[Source data]
########################################

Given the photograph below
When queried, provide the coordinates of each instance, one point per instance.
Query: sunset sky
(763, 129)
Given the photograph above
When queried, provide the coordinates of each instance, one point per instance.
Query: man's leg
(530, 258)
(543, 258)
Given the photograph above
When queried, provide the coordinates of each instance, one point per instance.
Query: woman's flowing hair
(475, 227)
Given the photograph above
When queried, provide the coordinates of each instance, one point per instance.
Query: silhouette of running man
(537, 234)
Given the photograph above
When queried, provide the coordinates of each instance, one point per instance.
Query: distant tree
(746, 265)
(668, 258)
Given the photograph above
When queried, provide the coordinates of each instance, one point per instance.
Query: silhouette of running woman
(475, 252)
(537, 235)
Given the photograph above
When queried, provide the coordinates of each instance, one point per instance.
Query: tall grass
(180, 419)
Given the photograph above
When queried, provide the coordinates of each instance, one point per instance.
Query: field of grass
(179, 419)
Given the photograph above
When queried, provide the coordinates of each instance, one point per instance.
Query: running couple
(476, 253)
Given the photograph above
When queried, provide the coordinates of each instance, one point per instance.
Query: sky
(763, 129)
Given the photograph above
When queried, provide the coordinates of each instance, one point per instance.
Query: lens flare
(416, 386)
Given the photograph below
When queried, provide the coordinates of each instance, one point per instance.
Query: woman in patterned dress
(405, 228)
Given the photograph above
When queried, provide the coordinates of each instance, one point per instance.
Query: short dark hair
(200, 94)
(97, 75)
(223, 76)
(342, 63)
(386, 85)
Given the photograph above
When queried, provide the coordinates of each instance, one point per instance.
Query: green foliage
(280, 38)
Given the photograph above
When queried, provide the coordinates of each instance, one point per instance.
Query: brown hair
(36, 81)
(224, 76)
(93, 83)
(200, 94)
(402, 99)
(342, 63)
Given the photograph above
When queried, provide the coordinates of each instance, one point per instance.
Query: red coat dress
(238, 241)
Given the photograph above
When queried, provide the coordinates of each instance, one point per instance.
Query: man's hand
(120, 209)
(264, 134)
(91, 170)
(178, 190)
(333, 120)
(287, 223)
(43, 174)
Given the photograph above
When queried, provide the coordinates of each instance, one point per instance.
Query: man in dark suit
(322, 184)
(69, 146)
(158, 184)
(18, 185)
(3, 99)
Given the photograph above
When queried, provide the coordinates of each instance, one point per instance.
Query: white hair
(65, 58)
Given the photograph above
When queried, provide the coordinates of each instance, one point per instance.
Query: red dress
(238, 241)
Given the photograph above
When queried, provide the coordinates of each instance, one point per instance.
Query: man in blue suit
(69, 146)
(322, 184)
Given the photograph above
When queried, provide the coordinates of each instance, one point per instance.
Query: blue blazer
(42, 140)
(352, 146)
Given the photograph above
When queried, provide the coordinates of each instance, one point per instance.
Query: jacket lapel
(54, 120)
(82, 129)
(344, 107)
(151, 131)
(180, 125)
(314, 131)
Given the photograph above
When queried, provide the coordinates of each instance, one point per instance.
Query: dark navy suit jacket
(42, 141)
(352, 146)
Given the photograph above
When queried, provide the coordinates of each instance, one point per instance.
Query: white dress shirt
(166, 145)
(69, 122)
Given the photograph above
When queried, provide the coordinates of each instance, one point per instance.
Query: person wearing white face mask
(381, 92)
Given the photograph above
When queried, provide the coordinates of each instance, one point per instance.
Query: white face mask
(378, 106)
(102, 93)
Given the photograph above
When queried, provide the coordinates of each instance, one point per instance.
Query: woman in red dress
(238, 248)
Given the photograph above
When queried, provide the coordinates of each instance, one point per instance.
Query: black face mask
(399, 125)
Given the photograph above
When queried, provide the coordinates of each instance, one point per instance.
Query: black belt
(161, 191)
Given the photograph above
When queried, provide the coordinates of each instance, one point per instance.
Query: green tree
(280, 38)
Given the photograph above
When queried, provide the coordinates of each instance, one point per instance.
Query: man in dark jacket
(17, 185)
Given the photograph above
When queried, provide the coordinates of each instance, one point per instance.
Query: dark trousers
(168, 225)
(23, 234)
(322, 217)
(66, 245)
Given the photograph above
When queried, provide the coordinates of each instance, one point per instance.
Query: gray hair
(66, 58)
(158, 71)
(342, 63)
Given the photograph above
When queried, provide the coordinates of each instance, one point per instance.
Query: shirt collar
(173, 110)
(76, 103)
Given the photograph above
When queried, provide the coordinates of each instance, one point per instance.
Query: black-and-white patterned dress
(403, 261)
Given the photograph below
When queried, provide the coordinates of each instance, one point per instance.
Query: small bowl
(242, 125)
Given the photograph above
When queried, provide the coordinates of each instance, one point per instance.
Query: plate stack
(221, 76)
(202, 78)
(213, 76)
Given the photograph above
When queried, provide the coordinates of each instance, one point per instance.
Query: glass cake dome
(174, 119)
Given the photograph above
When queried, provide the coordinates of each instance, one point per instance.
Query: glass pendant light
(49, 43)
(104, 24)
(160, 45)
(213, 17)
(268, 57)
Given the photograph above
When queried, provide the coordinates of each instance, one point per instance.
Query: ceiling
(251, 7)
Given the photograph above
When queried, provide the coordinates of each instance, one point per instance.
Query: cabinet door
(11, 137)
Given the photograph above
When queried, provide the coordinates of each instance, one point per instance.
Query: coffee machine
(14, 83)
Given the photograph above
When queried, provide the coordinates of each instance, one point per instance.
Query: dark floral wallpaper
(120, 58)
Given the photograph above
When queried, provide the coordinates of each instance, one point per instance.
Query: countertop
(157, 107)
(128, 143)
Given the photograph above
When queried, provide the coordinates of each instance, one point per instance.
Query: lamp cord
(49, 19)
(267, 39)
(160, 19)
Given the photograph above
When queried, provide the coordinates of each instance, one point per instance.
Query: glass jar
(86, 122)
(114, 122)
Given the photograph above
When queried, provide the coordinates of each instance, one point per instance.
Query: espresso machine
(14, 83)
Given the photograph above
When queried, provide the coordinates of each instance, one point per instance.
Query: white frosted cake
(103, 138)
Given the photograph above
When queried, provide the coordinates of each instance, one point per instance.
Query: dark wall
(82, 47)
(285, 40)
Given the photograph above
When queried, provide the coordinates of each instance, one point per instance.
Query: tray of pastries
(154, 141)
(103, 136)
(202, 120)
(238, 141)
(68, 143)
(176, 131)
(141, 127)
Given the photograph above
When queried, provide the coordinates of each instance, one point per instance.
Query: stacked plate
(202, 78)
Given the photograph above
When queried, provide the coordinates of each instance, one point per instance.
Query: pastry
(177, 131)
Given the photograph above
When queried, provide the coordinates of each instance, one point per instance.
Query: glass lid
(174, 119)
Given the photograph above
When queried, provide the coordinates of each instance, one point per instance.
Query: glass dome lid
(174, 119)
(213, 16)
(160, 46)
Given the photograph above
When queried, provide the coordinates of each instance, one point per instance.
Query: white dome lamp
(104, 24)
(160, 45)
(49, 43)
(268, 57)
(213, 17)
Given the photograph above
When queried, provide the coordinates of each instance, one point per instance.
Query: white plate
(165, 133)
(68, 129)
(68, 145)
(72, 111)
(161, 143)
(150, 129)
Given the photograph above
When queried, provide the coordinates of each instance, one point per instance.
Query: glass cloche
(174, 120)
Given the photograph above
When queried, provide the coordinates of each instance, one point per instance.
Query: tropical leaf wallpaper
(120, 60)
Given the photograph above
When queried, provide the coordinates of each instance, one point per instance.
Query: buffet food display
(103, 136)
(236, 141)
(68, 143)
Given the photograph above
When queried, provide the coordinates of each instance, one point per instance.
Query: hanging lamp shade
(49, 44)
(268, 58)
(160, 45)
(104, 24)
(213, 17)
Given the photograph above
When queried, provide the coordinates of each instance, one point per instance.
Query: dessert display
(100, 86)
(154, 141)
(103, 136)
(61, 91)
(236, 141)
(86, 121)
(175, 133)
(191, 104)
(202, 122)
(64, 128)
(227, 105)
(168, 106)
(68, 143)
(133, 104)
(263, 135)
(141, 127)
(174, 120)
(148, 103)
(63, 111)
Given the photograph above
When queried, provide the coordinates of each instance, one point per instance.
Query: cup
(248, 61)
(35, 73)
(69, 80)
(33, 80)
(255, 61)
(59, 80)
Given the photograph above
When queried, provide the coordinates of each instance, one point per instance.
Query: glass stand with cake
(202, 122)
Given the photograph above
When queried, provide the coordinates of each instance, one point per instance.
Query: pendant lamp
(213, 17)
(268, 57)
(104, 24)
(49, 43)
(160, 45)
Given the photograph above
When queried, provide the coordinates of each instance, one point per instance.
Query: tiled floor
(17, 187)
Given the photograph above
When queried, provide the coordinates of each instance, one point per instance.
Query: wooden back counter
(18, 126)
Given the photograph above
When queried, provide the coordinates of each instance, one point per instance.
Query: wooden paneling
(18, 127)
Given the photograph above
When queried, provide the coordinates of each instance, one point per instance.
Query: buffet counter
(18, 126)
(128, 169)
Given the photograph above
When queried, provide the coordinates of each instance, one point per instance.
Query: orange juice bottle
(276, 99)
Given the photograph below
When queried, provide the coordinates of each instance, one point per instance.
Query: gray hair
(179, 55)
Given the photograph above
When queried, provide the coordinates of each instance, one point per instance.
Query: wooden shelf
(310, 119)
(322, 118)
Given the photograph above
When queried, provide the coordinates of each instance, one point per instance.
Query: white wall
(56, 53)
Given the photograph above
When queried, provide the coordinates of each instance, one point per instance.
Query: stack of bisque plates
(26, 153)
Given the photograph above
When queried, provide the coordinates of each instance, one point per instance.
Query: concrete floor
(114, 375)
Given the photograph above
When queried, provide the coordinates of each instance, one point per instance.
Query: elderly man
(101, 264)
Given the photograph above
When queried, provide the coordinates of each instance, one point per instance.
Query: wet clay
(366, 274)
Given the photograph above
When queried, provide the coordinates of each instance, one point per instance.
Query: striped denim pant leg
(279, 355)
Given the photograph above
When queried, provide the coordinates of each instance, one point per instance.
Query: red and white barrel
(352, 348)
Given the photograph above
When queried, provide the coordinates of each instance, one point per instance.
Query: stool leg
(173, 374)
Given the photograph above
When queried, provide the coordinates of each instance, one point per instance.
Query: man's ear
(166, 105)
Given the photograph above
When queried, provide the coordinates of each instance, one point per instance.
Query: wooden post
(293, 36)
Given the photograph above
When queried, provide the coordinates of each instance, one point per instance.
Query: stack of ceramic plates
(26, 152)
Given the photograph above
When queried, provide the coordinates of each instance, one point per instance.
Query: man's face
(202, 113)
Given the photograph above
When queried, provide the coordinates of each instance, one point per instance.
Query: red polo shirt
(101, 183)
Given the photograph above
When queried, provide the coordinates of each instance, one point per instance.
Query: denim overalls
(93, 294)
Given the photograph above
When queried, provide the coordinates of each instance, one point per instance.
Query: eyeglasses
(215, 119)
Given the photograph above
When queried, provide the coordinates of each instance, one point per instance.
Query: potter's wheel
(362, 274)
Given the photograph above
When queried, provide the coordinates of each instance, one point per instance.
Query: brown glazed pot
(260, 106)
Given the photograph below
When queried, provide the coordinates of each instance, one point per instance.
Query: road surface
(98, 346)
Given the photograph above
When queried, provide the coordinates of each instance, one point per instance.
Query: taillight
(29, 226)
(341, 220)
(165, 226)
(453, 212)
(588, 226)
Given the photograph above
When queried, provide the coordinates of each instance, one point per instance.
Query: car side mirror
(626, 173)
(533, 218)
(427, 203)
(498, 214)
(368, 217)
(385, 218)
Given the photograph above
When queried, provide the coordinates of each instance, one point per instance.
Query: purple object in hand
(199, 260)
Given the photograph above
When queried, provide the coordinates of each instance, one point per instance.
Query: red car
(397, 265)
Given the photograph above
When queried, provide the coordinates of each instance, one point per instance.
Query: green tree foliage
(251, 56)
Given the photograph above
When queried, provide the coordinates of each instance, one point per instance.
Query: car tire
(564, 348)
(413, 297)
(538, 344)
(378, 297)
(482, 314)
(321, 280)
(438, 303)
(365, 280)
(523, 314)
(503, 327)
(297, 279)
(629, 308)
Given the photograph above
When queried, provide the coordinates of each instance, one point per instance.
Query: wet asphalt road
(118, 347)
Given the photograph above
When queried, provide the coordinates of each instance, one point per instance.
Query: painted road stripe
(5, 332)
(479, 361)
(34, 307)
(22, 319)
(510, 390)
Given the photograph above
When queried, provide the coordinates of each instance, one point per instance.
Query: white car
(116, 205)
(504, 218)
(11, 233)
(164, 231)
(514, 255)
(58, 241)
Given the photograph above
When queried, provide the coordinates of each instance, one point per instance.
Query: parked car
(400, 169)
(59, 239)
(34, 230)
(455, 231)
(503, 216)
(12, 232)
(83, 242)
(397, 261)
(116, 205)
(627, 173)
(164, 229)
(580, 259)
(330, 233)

########################################

» **What you will do**
Repeat word for word from the line holding "Query: painted road stripe" down to the last line above, including both.

» **Exercise result**
Query: painted road stripe
(5, 332)
(479, 361)
(34, 307)
(22, 319)
(510, 390)
Given the photograph above
When queried, provide the coordinates of each instance, one point per instance.
Query: white car
(116, 205)
(504, 218)
(11, 233)
(164, 231)
(514, 255)
(58, 241)
Given the photograph above
When queried, provide the coordinates of each instance, one point per instance.
Query: parked car
(400, 169)
(59, 239)
(34, 230)
(455, 231)
(503, 216)
(12, 232)
(83, 242)
(397, 261)
(116, 205)
(627, 173)
(164, 229)
(580, 259)
(330, 233)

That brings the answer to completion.